What you have to do:
Show every line of the data below that contains the string "dirt", matching case exactly.
───── Input data
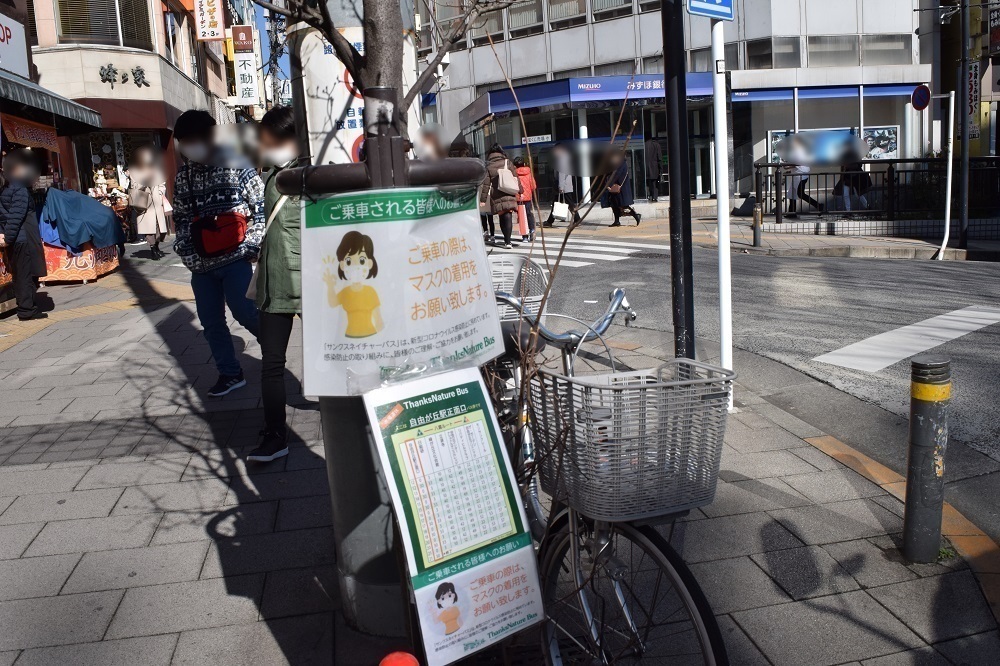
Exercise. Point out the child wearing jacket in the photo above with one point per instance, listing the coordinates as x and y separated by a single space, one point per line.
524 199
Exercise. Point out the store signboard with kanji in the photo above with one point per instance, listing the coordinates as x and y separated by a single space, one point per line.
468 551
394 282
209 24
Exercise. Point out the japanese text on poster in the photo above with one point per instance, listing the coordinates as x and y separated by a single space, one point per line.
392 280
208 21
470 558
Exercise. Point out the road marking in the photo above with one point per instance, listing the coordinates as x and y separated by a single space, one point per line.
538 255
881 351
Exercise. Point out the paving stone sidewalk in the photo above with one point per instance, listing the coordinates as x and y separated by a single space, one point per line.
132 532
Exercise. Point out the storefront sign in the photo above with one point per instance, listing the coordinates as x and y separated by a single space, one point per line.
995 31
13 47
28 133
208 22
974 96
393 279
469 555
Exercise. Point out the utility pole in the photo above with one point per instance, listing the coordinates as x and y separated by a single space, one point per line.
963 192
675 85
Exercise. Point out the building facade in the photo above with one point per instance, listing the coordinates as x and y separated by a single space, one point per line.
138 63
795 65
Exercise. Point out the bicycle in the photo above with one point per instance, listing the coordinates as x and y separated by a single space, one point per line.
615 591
──────────
───── Input data
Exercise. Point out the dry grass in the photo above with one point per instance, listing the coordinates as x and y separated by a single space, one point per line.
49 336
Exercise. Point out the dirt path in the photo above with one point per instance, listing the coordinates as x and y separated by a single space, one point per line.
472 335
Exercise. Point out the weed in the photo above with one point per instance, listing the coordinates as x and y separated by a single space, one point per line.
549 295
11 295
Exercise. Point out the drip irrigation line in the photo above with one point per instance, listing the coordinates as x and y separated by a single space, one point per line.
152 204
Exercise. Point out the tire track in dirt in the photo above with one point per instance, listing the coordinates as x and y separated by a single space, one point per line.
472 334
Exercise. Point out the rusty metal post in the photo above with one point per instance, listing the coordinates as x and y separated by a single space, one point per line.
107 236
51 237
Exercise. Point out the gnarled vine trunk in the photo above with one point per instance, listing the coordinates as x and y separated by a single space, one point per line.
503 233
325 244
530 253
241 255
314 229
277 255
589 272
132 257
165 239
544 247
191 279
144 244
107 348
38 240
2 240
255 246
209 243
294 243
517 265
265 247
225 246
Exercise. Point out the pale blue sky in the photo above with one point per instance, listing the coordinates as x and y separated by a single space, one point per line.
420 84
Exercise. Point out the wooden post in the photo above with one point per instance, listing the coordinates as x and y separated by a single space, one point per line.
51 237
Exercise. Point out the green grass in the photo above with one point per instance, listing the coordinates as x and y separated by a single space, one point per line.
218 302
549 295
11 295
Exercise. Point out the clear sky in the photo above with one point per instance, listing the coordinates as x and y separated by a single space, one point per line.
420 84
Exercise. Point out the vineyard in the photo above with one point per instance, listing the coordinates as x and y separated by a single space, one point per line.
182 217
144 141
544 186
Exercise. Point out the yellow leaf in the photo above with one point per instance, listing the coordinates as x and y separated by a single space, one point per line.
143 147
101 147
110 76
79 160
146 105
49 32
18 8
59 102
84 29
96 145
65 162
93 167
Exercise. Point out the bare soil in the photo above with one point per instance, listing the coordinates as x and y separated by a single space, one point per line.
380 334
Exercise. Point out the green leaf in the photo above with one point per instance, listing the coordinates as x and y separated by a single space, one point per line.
──────────
Answer to this exercise:
Exercise. Point out the dirt path in the photo above with one point per instance, listing the coordinates as x and y separated by a single space, one point per line.
Exercise. Point out the tire track in dirt in the photo above with one point per instance, listing the coordinates as x and y separated by a single space, one point per line.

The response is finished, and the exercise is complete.